Problem description —
Filter the items below, keeping every line that contains the string "strip" and dropping all others. The match is case-sensitive.

(Records of labeled boxes)
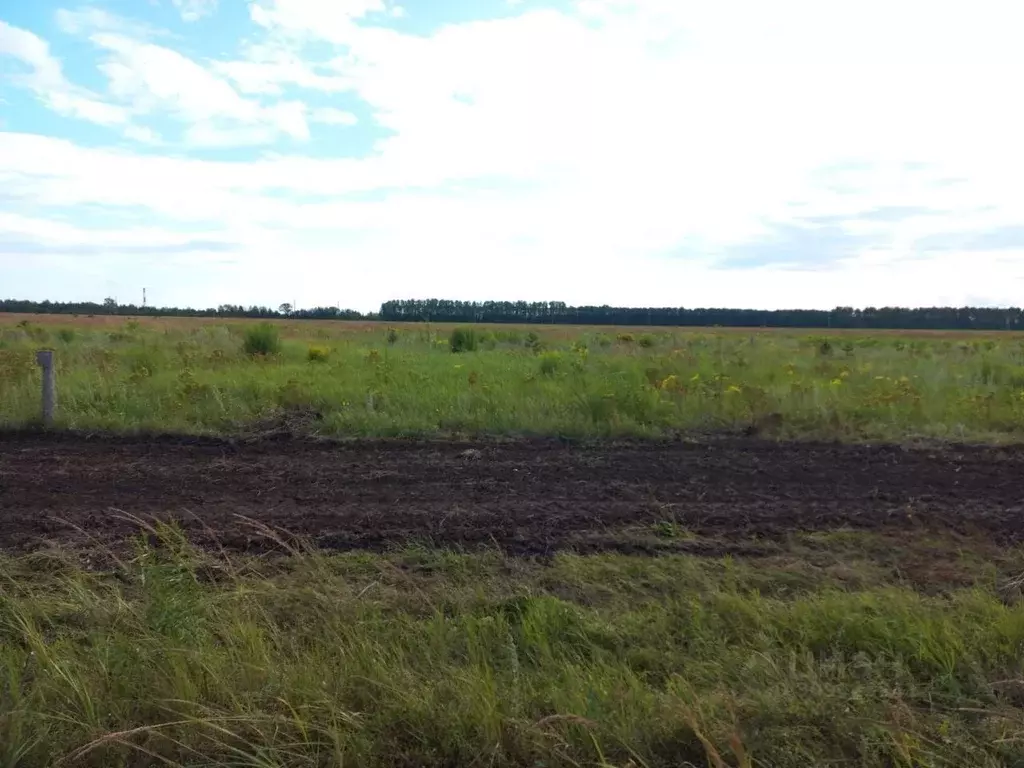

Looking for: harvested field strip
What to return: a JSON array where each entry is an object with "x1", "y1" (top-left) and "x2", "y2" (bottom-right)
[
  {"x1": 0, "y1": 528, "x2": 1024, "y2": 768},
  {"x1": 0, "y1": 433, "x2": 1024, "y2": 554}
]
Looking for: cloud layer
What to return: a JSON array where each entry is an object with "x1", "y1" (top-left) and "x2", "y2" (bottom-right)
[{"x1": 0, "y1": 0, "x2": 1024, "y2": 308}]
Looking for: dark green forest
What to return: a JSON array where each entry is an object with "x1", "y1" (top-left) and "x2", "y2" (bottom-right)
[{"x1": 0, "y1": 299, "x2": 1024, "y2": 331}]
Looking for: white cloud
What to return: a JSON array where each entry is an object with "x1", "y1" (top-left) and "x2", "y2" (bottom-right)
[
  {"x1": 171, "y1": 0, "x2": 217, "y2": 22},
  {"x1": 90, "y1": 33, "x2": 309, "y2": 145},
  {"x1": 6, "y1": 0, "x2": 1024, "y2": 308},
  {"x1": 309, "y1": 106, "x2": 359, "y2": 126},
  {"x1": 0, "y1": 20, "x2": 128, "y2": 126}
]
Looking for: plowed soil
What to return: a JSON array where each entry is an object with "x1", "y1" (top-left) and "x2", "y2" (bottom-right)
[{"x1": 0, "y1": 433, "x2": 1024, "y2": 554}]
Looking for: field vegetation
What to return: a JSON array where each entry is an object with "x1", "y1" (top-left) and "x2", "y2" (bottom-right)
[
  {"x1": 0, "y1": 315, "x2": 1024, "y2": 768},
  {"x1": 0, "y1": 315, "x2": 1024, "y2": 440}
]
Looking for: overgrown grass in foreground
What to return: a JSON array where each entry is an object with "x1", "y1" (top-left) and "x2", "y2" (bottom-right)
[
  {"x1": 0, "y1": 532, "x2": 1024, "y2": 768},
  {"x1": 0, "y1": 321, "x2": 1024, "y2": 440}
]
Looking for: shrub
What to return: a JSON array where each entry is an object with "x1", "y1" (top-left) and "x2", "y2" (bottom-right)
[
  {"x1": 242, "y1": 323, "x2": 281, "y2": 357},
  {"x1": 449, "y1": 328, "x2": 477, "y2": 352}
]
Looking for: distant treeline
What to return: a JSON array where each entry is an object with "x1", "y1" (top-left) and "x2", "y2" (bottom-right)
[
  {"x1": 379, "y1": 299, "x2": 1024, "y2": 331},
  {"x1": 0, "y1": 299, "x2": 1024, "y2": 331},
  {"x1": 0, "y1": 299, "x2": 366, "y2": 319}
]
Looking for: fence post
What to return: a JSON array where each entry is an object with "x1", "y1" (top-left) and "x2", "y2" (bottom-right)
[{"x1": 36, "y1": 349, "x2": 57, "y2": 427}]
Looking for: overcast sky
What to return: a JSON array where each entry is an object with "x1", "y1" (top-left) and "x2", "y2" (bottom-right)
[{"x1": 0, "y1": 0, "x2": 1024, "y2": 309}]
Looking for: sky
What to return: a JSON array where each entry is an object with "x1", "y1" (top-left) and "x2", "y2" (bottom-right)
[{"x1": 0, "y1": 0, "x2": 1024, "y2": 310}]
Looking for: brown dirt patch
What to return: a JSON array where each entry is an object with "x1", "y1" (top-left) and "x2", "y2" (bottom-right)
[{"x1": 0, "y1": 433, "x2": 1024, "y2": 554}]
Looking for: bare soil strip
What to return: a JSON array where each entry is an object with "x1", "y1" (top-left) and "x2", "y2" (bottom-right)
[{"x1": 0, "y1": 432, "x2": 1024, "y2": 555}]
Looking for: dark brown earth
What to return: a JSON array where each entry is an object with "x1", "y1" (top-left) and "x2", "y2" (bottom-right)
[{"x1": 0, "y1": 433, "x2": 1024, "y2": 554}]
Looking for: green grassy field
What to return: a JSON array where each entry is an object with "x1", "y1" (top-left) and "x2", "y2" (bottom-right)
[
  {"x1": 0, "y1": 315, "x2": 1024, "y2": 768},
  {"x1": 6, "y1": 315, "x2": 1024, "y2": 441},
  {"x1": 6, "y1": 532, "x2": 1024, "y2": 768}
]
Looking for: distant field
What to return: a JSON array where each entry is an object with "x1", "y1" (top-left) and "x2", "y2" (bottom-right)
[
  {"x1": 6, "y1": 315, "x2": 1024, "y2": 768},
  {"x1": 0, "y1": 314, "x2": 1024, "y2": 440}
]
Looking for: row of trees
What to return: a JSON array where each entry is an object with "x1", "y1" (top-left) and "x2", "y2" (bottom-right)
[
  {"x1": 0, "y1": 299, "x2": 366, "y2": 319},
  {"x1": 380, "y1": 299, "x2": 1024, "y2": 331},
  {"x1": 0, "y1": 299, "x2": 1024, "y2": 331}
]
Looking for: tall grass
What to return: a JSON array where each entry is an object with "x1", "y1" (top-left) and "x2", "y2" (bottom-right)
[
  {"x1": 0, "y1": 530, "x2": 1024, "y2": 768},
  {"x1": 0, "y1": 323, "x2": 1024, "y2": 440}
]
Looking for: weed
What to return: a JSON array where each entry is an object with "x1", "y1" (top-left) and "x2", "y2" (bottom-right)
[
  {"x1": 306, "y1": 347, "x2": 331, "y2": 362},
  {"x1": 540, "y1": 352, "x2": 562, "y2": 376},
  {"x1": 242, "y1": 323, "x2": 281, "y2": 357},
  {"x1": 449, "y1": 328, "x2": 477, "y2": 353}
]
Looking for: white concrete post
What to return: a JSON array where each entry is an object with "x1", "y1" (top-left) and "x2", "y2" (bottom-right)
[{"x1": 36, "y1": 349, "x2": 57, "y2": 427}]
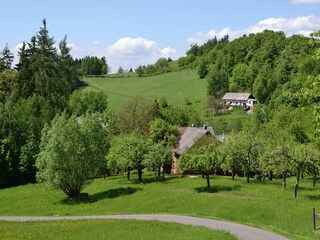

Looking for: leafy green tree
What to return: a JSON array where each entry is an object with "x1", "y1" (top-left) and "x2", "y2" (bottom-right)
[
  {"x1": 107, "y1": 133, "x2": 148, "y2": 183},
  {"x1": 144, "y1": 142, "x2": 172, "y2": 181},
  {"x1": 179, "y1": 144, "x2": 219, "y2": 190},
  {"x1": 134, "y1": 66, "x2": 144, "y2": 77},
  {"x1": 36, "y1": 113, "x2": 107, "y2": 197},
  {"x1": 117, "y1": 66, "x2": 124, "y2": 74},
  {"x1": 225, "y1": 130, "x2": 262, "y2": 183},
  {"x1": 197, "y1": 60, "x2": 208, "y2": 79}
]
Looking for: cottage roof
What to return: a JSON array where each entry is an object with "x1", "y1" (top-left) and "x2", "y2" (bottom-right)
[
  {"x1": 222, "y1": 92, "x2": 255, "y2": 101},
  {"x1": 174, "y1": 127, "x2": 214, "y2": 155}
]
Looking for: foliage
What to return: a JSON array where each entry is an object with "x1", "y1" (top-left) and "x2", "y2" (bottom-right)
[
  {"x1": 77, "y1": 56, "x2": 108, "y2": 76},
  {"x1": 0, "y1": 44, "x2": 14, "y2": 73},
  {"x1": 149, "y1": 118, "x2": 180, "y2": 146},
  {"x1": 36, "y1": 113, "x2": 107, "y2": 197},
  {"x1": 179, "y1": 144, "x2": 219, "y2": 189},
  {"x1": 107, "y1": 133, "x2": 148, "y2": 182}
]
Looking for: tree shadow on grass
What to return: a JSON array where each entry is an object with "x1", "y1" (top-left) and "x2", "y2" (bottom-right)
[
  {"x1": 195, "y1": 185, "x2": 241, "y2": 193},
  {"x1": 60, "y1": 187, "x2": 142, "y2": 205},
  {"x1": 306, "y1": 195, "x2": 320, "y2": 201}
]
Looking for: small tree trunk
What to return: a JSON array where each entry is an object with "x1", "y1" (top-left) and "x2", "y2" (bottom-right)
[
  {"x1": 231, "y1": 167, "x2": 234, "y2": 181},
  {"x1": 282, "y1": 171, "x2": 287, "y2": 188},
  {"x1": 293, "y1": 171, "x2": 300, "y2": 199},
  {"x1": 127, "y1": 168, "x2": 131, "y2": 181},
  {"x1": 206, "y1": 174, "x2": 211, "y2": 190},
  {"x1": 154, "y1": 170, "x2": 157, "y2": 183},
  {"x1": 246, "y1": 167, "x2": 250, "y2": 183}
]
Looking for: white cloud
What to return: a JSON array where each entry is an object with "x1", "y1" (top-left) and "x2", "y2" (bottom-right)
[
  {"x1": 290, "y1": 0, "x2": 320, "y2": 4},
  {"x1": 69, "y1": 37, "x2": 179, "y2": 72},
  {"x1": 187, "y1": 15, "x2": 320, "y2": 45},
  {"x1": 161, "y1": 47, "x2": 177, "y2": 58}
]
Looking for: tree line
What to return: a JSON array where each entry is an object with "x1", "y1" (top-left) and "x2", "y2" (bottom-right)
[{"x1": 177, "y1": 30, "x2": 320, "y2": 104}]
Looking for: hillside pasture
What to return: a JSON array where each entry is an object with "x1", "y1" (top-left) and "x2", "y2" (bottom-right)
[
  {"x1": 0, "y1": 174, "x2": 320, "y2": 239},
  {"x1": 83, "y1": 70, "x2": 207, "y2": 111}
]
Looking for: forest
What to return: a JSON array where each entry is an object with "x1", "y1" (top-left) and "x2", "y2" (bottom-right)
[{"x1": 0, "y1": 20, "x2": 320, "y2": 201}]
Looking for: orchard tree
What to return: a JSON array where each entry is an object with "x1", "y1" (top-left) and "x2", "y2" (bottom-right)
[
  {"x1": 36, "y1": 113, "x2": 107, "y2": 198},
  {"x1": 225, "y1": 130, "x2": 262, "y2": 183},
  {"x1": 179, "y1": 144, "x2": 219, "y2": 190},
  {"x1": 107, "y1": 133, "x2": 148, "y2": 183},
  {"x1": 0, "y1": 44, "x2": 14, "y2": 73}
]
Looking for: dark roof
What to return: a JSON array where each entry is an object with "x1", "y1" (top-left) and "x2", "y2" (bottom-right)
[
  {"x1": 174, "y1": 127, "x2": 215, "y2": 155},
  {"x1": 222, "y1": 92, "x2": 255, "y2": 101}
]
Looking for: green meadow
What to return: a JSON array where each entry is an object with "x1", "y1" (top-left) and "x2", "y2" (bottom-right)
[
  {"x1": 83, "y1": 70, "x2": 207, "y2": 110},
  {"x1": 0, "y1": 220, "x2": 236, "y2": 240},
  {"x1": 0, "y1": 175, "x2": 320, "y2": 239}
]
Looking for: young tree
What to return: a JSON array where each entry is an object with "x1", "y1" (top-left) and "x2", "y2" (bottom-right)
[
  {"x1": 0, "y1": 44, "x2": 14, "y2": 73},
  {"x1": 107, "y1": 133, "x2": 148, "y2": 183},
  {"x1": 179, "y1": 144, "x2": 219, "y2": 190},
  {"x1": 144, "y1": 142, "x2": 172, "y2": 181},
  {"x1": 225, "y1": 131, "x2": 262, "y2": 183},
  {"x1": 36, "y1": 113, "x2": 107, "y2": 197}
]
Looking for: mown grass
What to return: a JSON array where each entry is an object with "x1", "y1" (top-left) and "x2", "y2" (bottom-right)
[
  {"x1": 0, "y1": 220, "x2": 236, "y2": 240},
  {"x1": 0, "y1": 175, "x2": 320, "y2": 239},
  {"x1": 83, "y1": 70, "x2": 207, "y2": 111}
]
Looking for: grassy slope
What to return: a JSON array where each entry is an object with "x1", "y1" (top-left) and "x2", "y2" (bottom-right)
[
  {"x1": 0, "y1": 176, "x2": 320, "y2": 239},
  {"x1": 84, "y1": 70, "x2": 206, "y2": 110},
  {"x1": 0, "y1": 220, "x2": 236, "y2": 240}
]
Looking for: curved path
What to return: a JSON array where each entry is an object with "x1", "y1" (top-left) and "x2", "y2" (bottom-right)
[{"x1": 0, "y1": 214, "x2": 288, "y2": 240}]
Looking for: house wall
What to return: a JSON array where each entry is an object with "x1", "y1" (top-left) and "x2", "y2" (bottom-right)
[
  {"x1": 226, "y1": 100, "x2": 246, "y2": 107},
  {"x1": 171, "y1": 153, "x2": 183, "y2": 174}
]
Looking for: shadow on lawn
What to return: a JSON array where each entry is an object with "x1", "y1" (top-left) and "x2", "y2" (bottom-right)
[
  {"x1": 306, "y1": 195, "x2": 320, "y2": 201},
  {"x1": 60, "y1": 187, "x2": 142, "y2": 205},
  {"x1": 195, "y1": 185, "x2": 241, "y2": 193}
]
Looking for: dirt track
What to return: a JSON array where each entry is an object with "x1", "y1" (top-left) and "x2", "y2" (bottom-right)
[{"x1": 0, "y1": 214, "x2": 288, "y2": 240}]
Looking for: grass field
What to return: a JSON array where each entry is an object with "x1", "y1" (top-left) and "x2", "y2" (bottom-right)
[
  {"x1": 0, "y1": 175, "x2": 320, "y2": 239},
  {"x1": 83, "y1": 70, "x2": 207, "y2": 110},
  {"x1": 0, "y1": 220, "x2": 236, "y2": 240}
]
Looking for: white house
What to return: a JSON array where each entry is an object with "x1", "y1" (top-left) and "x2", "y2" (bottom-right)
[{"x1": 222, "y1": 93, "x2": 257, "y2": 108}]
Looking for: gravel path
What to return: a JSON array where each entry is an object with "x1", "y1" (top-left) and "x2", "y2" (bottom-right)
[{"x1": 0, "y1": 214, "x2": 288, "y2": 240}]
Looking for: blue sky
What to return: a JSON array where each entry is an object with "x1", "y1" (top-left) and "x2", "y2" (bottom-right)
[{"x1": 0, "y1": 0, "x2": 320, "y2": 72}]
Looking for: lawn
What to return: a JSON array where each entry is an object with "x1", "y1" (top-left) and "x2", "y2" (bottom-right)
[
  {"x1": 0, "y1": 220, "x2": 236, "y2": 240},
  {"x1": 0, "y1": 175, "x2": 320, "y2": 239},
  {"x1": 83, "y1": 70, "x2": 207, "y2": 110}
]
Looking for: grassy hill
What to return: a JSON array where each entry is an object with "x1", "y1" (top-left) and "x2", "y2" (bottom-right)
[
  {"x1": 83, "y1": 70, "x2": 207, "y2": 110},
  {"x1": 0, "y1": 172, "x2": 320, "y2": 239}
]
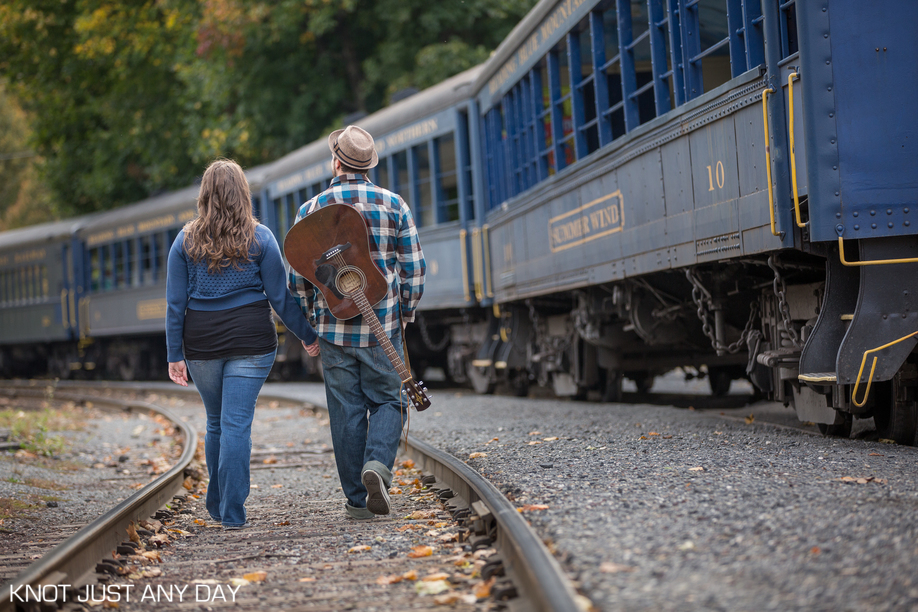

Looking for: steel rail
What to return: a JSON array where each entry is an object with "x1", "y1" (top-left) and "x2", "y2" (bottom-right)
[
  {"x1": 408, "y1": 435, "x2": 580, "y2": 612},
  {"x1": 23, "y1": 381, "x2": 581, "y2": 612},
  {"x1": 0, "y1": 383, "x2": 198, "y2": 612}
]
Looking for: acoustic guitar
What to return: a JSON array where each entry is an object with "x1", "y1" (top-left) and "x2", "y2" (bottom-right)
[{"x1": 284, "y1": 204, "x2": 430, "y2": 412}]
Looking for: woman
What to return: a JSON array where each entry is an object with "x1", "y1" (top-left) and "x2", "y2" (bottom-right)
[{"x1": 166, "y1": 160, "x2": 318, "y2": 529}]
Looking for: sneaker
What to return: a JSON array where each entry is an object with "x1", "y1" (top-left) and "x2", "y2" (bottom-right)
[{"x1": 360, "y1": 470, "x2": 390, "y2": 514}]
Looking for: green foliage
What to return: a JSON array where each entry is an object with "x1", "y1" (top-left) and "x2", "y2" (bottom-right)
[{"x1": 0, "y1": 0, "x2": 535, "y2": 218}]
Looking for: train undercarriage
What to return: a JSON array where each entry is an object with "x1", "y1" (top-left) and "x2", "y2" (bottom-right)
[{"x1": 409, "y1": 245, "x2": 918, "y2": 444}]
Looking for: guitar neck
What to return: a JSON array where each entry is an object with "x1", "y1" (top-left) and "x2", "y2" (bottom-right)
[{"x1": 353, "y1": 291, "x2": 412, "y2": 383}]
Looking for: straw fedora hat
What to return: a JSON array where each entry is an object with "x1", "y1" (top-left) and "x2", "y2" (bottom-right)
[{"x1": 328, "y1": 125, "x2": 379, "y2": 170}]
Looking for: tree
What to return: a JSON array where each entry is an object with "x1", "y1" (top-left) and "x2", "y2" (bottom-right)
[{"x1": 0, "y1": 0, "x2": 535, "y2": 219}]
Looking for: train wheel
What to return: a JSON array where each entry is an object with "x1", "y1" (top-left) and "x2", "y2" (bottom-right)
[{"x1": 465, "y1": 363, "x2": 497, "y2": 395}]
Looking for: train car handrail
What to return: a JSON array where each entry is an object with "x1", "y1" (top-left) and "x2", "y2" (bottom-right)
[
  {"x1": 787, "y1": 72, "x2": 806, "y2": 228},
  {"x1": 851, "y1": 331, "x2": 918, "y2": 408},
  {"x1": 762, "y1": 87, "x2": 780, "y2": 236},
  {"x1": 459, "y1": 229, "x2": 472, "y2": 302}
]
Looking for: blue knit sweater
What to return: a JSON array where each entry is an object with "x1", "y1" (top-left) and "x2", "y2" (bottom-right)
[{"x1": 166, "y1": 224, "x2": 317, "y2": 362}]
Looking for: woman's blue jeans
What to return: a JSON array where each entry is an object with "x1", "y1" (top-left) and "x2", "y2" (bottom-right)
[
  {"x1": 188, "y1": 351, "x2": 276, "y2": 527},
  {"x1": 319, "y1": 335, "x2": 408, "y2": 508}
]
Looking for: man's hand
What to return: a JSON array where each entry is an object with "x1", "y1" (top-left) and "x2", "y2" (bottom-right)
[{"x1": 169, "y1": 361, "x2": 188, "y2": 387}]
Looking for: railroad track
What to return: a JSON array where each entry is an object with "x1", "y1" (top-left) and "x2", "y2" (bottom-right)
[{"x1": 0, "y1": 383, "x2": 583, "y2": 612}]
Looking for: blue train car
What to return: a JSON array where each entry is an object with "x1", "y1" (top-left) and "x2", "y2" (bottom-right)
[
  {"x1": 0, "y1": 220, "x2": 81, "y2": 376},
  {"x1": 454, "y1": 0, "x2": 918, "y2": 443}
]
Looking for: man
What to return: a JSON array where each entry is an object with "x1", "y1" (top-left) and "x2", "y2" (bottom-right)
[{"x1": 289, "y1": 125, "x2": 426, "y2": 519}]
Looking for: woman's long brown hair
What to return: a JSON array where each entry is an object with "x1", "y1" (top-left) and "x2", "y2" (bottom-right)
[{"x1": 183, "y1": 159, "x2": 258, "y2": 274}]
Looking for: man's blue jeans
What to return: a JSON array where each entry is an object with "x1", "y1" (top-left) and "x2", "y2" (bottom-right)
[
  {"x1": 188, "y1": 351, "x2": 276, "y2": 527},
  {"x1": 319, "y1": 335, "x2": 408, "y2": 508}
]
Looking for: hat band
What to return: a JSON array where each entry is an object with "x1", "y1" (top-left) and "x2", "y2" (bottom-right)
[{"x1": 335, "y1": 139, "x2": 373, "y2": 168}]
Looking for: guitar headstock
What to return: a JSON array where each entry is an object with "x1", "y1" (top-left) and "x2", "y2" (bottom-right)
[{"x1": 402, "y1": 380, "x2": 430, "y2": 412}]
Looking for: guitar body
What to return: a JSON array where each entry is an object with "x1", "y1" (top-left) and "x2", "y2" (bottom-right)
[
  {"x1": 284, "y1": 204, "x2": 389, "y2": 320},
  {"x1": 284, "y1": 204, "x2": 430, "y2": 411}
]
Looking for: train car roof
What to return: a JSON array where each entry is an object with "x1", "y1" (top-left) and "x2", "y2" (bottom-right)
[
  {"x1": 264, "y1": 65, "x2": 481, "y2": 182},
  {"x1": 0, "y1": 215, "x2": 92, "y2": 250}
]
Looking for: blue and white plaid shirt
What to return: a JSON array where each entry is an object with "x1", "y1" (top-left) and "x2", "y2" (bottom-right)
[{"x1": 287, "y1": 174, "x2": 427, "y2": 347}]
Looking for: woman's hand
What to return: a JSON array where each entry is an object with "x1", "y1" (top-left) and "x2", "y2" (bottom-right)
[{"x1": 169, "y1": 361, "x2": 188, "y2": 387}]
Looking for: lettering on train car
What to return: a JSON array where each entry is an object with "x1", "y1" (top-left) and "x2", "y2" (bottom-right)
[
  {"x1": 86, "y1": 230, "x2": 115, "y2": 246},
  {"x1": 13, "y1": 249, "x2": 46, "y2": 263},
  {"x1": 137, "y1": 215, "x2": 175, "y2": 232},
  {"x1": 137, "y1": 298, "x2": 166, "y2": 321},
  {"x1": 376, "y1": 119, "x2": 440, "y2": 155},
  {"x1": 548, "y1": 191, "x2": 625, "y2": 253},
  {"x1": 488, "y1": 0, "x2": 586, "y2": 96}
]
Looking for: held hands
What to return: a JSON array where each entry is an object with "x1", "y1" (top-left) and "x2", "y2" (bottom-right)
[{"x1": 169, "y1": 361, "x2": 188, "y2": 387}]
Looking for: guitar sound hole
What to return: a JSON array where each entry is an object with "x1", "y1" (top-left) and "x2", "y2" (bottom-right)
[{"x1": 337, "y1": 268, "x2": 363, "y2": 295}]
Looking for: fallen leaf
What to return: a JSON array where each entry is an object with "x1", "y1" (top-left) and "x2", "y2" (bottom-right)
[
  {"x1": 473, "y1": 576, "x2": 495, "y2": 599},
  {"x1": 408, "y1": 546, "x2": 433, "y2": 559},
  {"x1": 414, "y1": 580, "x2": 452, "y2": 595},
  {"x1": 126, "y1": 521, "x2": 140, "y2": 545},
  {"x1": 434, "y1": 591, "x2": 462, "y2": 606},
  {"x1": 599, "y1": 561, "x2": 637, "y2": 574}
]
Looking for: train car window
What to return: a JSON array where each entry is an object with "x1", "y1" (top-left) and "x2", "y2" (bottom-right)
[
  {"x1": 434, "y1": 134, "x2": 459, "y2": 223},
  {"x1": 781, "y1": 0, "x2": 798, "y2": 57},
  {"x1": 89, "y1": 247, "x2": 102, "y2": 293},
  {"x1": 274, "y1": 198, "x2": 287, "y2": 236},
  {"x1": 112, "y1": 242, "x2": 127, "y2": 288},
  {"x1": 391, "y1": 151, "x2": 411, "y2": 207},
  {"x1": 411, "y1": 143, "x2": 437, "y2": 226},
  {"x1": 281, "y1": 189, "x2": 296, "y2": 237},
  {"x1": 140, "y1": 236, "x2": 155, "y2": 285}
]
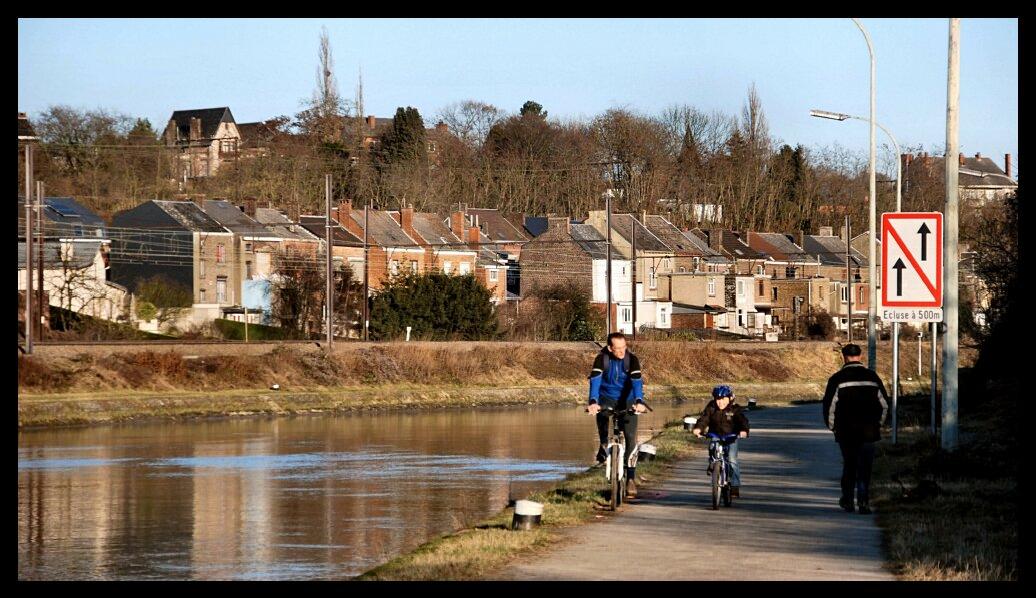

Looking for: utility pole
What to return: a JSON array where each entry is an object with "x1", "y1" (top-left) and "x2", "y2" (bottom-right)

Exercise solution —
Looking for: harvested field strip
Looking for: bare soil strip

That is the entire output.